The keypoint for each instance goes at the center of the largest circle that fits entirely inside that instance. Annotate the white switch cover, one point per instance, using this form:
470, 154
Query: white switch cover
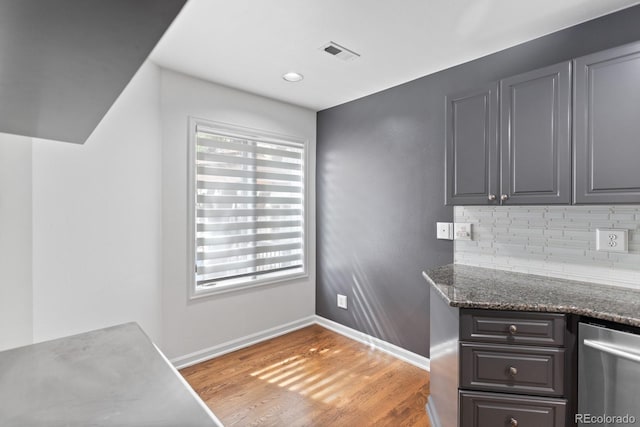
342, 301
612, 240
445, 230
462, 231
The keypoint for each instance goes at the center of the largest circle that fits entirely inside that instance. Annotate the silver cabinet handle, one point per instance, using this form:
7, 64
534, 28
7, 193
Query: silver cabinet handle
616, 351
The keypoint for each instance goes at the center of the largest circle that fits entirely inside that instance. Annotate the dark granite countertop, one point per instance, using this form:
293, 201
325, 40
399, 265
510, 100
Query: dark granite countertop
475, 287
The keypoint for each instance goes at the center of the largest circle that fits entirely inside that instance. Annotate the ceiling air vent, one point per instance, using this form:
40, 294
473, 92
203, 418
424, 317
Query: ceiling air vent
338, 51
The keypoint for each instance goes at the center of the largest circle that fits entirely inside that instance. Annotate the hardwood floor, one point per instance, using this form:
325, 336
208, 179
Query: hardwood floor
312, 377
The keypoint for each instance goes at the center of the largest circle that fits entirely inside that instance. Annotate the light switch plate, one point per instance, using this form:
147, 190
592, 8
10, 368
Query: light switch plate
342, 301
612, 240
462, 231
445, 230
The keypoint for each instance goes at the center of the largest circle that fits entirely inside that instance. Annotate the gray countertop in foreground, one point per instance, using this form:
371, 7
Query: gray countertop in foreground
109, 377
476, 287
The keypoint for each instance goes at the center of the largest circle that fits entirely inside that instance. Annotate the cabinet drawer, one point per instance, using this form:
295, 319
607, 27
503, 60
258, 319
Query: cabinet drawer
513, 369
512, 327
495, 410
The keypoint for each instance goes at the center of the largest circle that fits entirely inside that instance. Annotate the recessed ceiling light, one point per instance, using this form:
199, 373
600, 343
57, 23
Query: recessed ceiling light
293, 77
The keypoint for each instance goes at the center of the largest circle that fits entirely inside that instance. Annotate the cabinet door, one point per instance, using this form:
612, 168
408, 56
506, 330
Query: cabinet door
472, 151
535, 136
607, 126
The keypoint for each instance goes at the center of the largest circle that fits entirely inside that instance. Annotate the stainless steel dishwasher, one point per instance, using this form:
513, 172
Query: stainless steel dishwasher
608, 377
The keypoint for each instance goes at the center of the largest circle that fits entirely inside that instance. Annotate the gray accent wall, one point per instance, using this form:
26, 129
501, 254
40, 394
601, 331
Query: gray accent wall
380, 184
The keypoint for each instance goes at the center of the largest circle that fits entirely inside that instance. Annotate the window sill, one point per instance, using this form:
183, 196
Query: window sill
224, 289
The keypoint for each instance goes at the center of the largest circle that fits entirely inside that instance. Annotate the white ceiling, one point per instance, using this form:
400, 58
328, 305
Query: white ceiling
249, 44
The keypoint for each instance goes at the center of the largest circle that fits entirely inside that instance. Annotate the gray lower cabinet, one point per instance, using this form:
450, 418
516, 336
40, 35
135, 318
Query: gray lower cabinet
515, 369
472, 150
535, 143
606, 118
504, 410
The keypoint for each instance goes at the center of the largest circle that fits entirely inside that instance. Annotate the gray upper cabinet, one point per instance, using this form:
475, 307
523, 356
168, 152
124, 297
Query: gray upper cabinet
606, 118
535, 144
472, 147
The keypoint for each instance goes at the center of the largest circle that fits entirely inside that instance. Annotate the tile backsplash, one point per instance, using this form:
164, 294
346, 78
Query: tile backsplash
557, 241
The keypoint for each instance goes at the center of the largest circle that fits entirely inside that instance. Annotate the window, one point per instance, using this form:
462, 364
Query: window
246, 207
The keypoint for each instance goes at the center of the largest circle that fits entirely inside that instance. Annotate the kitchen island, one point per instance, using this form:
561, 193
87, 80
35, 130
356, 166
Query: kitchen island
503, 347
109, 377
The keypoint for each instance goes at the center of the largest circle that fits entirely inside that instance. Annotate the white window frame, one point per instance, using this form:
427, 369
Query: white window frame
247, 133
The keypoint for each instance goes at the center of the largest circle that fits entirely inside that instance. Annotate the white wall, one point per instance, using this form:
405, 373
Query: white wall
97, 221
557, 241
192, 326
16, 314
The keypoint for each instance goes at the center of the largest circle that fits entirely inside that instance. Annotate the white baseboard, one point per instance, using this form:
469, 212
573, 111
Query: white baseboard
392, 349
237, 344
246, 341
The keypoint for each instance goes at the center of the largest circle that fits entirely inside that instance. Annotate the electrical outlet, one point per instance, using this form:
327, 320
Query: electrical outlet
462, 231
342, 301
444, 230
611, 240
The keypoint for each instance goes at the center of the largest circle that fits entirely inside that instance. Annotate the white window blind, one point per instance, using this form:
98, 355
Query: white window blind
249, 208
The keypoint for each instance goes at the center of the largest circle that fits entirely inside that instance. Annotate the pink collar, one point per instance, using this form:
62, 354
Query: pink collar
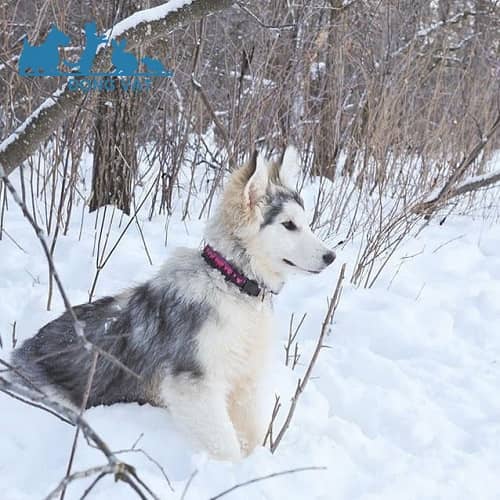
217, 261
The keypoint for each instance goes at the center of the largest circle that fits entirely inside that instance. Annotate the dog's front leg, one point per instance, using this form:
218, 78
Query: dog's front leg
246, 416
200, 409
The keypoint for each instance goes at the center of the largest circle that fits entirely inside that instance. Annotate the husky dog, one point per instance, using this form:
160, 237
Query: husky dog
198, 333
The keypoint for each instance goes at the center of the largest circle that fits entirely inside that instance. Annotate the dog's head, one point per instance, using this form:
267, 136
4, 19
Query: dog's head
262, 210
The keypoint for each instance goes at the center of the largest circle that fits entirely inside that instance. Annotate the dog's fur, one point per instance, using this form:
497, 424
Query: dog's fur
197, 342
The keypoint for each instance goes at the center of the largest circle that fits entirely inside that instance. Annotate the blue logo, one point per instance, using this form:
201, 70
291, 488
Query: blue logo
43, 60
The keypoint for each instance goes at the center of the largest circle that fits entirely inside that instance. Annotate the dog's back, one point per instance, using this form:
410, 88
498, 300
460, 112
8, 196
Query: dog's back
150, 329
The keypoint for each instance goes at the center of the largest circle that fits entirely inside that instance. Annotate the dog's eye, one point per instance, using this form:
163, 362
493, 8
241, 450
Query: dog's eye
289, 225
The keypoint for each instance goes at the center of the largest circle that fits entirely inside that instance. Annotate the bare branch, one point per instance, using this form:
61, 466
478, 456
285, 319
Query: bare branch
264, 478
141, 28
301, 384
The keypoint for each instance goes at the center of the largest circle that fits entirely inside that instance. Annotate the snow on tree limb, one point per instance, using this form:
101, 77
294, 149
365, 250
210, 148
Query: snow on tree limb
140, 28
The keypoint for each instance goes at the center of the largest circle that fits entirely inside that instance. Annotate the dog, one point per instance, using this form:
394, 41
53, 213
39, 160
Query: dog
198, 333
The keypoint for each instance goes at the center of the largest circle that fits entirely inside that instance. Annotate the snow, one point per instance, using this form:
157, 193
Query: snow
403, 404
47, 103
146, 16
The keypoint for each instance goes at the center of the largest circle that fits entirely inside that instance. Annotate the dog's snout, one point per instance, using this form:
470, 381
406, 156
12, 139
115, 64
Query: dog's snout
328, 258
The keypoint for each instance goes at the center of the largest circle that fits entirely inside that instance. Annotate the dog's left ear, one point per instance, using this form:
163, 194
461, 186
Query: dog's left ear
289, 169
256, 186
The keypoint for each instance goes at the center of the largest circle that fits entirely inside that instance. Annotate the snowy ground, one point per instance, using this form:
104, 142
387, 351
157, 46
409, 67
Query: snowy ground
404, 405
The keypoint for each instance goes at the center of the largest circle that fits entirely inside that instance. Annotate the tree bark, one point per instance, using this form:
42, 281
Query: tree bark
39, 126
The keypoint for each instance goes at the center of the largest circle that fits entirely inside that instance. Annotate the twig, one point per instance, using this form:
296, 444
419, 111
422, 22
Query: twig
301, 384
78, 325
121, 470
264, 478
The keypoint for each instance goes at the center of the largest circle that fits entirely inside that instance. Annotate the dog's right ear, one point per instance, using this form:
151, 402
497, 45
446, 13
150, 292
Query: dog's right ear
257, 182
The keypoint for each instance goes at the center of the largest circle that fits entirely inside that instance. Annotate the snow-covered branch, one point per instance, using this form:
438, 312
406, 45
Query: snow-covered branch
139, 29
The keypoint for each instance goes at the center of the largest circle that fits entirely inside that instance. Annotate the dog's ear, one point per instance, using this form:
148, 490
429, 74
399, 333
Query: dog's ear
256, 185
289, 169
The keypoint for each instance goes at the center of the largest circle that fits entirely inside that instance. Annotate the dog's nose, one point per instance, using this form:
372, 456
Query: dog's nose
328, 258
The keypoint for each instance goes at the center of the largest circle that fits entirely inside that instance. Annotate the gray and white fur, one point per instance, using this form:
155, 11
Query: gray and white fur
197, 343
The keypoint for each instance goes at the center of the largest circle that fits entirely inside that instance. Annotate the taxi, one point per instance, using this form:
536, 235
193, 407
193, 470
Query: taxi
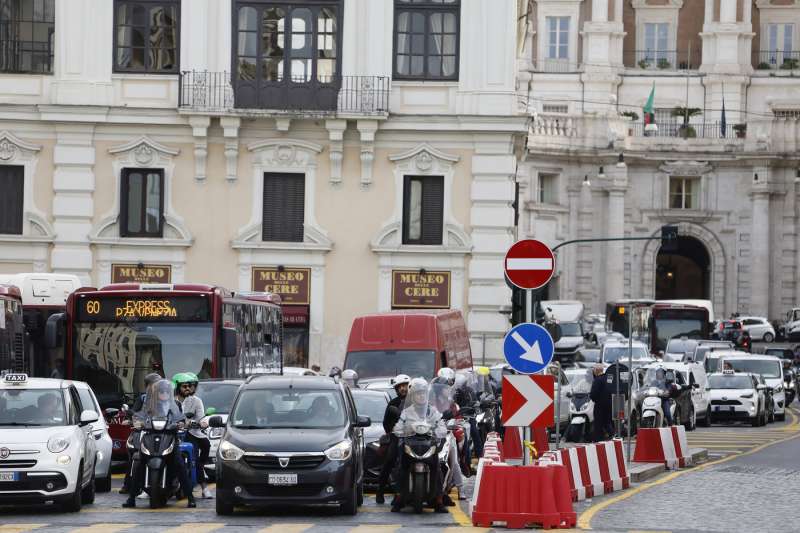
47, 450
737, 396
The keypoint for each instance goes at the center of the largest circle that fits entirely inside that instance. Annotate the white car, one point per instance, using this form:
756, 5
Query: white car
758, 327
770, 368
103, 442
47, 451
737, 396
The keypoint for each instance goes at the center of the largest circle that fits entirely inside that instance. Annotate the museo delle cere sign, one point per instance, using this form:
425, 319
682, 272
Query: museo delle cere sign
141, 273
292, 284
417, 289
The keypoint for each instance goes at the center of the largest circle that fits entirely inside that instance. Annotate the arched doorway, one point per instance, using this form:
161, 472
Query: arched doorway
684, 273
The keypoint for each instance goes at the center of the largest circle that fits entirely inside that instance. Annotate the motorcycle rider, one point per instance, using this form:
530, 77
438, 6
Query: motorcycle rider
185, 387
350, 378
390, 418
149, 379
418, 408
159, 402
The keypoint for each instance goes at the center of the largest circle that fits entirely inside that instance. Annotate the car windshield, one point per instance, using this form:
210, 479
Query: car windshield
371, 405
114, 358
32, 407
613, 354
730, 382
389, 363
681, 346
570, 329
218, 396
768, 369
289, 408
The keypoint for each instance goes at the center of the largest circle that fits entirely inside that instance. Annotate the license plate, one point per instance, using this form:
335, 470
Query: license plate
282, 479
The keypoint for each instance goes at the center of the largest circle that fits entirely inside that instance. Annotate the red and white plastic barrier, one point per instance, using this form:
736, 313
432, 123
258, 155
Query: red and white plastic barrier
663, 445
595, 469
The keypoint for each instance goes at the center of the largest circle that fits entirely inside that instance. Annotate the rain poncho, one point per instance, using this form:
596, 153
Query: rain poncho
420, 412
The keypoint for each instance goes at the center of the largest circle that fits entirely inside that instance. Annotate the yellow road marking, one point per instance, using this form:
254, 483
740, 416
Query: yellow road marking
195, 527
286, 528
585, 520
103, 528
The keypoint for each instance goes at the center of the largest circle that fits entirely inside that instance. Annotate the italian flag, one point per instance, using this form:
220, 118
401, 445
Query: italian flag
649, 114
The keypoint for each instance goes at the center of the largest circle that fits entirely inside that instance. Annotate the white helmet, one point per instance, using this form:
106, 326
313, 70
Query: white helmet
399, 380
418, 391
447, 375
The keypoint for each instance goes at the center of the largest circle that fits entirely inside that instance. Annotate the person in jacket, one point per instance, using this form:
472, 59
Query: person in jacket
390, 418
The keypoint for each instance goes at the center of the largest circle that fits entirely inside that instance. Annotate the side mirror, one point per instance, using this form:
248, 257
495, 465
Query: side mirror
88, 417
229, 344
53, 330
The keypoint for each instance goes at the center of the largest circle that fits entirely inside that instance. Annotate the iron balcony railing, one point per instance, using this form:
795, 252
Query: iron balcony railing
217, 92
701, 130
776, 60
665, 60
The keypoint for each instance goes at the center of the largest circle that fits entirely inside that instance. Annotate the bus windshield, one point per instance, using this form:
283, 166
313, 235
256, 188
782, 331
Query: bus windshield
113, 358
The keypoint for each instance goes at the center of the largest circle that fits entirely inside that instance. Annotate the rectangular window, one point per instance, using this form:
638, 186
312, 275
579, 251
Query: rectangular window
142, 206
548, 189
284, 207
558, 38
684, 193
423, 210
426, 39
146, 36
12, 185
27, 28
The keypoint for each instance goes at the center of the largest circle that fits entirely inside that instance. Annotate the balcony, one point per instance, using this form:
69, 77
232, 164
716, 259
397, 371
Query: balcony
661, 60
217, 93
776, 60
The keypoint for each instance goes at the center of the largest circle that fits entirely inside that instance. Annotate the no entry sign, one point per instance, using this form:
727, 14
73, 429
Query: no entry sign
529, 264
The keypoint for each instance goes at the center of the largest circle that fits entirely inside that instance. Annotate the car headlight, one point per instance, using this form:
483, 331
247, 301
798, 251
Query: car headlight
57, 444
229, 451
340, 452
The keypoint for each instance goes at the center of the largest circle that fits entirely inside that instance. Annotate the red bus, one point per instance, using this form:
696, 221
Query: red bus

——————

**WHAT IS EXPECTED:** Repeat, word for word, the lines of the material above from the one holding "Query: dog's right ear" through the one holding "Annotate the arched". Leave out pictures.

**EXPECTED ANSWER:**
Query: dog's right ear
257, 182
The keypoint for each instance goes at the center of the largest circle that fits entirely inside that instance. Annotate the snow-covered branch, one point per instance, using this form:
438, 312
406, 45
Query: snow-covered branch
139, 29
The keypoint for each instance goes at the center of the largest circle that fits entirely inside that instance. Annotate the dog's ear, one point per instance, using this form:
148, 490
429, 74
399, 333
Query: dog's ear
256, 185
289, 169
The keypoint for each instance goes at the center of the largest circle that fits entirely inside that instance. Annotate the dog's nose, one point per instance, using this form:
372, 456
Query: dog's nose
328, 258
The keypoint for each instance goes at the center of the largest circle that fits entirely inside that instance. Annotate the gray and white fur, one point per instance, using this form:
155, 11
Query: gray and white fur
197, 343
The keypoint for each instance goes at the center of the largest circle that fits entirely inside that instance. Annotate the taxi, one point per instance, using this form:
536, 235
193, 407
193, 470
Query: taxi
47, 450
737, 396
The keypoint for each instance goes at the center of the largest circle that fits entirely inside that instance. Annotate the white car, one point per instance, using this form:
756, 5
Query: white car
758, 327
770, 368
103, 442
47, 451
737, 396
The keypoint for each instance goes at the center of the largest circle that fits entirely inside that instance. Annotate the museo delle cere sign, one point per instance, using this form:
425, 319
682, 272
Query: museo delle cere sign
141, 273
292, 284
417, 289
The keypoint for each instance goes at the center of the largest circle that fits entirely inside that instance. Annotate the arched doorway, one point per instance, using this form:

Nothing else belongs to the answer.